◆ Written request ◆
Set out every line of the records below as a Markdown table with the columns Number and Entry. Give each row its number, skip blank lines, and leave the pictures out.

◆ Material ◆

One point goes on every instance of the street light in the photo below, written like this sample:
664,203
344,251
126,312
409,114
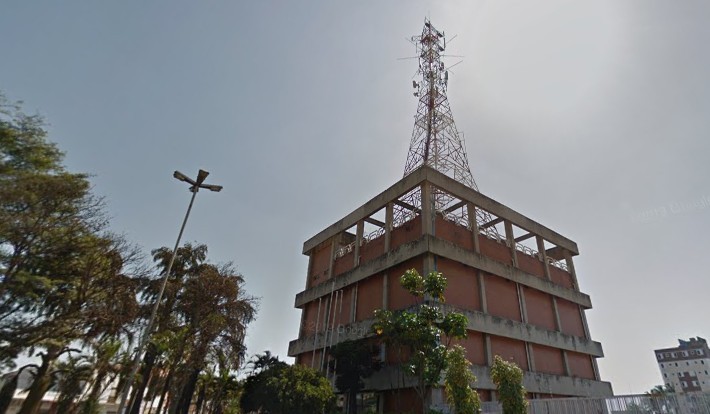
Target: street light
195,186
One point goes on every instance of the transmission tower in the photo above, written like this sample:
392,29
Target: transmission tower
435,140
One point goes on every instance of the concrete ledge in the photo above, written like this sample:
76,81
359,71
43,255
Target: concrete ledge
391,378
477,321
399,188
500,210
444,249
371,267
447,184
451,251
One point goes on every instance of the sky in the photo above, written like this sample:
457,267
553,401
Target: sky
590,117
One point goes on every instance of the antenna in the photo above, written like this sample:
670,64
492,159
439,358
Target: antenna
435,140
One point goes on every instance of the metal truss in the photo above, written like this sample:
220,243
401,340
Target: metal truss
435,140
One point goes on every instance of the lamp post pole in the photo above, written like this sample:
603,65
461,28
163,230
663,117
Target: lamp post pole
195,186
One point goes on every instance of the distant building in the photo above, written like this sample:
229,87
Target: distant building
107,400
687,366
513,278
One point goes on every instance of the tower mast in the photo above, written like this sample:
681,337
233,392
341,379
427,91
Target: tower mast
435,140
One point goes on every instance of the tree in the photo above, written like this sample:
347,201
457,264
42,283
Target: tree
419,331
508,378
352,362
202,319
287,389
458,380
63,277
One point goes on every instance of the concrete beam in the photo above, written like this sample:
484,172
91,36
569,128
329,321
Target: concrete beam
524,237
391,377
398,189
451,251
463,192
374,221
447,250
477,321
491,223
451,186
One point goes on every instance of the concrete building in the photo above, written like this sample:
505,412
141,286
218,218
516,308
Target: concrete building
686,367
512,277
522,303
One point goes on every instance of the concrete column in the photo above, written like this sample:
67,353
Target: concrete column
558,323
473,224
358,241
511,242
570,269
596,369
488,349
521,303
565,361
482,291
429,264
310,268
353,306
333,244
427,209
531,357
385,291
389,219
353,302
543,256
584,322
484,308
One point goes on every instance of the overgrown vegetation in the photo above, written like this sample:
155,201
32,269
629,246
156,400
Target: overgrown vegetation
458,381
508,378
74,295
275,387
421,336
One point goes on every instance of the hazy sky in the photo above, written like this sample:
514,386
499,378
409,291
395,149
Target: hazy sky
591,117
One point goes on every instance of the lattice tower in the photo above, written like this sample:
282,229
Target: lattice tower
435,140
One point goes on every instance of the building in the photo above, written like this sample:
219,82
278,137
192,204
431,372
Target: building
50,400
686,367
513,277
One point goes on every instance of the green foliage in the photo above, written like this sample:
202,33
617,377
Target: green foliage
419,331
287,389
508,378
63,277
458,380
352,362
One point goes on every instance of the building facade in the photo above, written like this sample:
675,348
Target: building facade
513,278
523,303
686,367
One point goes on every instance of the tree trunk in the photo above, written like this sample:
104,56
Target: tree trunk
166,387
200,399
148,362
187,392
41,383
352,402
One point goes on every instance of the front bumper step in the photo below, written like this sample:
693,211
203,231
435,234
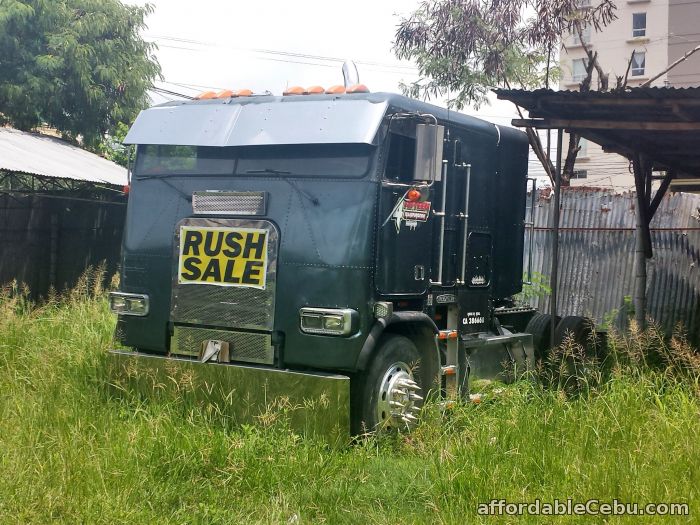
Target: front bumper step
316,404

◆ Solution to the exercise ◆
| Number | Entry |
|---|---|
| 1 | One point goes on every instance of the street light in the photo below, written like this sample: |
| 2 | 664,203 |
| 3 | 344,251 |
| 4 | 126,312 |
| 5 | 409,114 |
| 6 | Target: street light |
| 7 | 195,186 |
| 8 | One point goes on every instance of the transmission tower in the photo above, written like this sample: |
| 9 | 392,29 |
| 10 | Target: transmission tower |
| 11 | 435,140 |
| 12 | One point goes on every instance of the concrete ledge in the photo above, written like this sample: |
| 13 | 76,81 |
| 14 | 359,71 |
| 15 | 43,255 |
| 16 | Target: concrete ledge |
| 17 | 391,378 |
| 18 | 477,321 |
| 19 | 399,188 |
| 20 | 500,210 |
| 21 | 444,249 |
| 22 | 371,267 |
| 23 | 447,184 |
| 24 | 451,251 |
| 25 | One point goes on every instance of the sky in the photo above, written like this sample: |
| 26 | 457,267 |
| 27 | 553,401 |
| 28 | Target: sky |
| 29 | 590,117 |
| 30 | One point goes on every instance of the antenna in the photo above, written like this sample: |
| 31 | 670,64 |
| 32 | 492,159 |
| 33 | 439,358 |
| 34 | Target: antenna |
| 35 | 435,140 |
| 36 | One point goes on every instance of the metal truss in the photo above, written like this sample: |
| 37 | 220,243 |
| 38 | 401,340 |
| 39 | Target: metal truss |
| 40 | 435,140 |
| 41 | One point goes on every instance of the lamp post pole in the photo above, written like this sample: |
| 42 | 603,65 |
| 43 | 461,28 |
| 44 | 163,230 |
| 45 | 663,117 |
| 46 | Target: lamp post pole |
| 47 | 195,186 |
| 48 | One point goes on every instance of the distant building in the photo above, written like this sample: |
| 49 | 229,87 |
| 50 | Target: distant building |
| 51 | 107,400 |
| 52 | 687,366 |
| 53 | 513,278 |
| 54 | One point goes on every instance of the tower mast in the photo above, written like this sample: |
| 55 | 681,337 |
| 56 | 233,392 |
| 57 | 341,379 |
| 58 | 427,91 |
| 59 | Target: tower mast |
| 60 | 435,140 |
| 61 | One point goes on every instance of the tree in the photo above, written like this sample: |
| 62 | 347,201 |
| 63 | 457,264 |
| 64 | 42,283 |
| 65 | Target: tree |
| 66 | 419,331 |
| 67 | 508,378 |
| 68 | 352,362 |
| 69 | 202,319 |
| 70 | 287,389 |
| 71 | 458,380 |
| 72 | 63,277 |
| 73 | One point goes on every instance of the concrete beam in the photo above, written like this sample: |
| 74 | 484,172 |
| 75 | 91,36 |
| 76 | 569,128 |
| 77 | 329,321 |
| 78 | Target: concrete beam |
| 79 | 524,237 |
| 80 | 391,377 |
| 81 | 398,189 |
| 82 | 451,251 |
| 83 | 463,192 |
| 84 | 374,221 |
| 85 | 447,250 |
| 86 | 477,321 |
| 87 | 491,223 |
| 88 | 451,186 |
| 89 | One point goes on every instance of the concrete building in the photo above, written like this sample: |
| 90 | 505,412 |
| 91 | 141,286 |
| 92 | 218,218 |
| 93 | 516,308 |
| 94 | Target: concrete building |
| 95 | 686,367 |
| 96 | 512,277 |
| 97 | 522,303 |
| 98 | One point goes on every instance of the concrete column in the photo above, written like this sample: |
| 99 | 67,353 |
| 100 | Target: concrete column |
| 101 | 558,323 |
| 102 | 473,224 |
| 103 | 358,241 |
| 104 | 511,242 |
| 105 | 570,269 |
| 106 | 596,369 |
| 107 | 488,349 |
| 108 | 521,303 |
| 109 | 565,361 |
| 110 | 482,291 |
| 111 | 429,264 |
| 112 | 310,268 |
| 113 | 353,306 |
| 114 | 333,244 |
| 115 | 427,209 |
| 116 | 531,357 |
| 117 | 385,291 |
| 118 | 389,219 |
| 119 | 353,302 |
| 120 | 543,256 |
| 121 | 584,322 |
| 122 | 484,308 |
| 123 | One point goes on every instance of the overgrown vegetation in the photo above, written like this sample: |
| 124 | 155,201 |
| 125 | 32,269 |
| 126 | 629,246 |
| 127 | 156,400 |
| 128 | Target: overgrown vegetation |
| 129 | 458,381 |
| 130 | 508,378 |
| 131 | 74,295 |
| 132 | 275,387 |
| 133 | 421,336 |
| 134 | One point goes on every instance of the hazy sky in the photo above, written like this sample: |
| 135 | 514,386 |
| 136 | 499,378 |
| 137 | 409,291 |
| 138 | 395,149 |
| 139 | Target: hazy sky |
| 140 | 591,117 |
| 141 | One point goes on every instance of the lattice tower in the photo above, written like this sample: |
| 142 | 282,229 |
| 143 | Target: lattice tower |
| 144 | 435,140 |
| 145 | One point goes on every instance of the building in the photo above, written like this sample: |
| 146 | 219,82 |
| 147 | 278,137 |
| 148 | 192,204 |
| 149 | 431,372 |
| 150 | Target: building |
| 151 | 50,400 |
| 152 | 686,367 |
| 153 | 513,277 |
| 154 | One point goes on every instance of the green foliage in the photo above, written like this sample: |
| 155 | 202,33 |
| 156 | 617,377 |
| 157 | Target: green foliage |
| 158 | 419,331 |
| 159 | 287,389 |
| 160 | 508,378 |
| 161 | 63,277 |
| 162 | 458,380 |
| 163 | 352,362 |
| 164 | One point goes on every instance of the building facade in the photo above, written like this sample: |
| 165 | 675,348 |
| 166 | Target: building facade |
| 167 | 513,278 |
| 168 | 523,303 |
| 169 | 686,367 |
| 170 | One point goes on every instance of the tree trunk in the photo above, written like this sample: |
| 171 | 104,56 |
| 172 | Target: tree trunk |
| 173 | 166,387 |
| 174 | 200,399 |
| 175 | 148,362 |
| 176 | 187,392 |
| 177 | 41,383 |
| 178 | 352,402 |
| 179 | One point goes on every instance of the front bumper step in the photo below, written like this sample: |
| 180 | 693,211 |
| 181 | 203,231 |
| 182 | 435,234 |
| 183 | Target: front bumper step |
| 184 | 316,404 |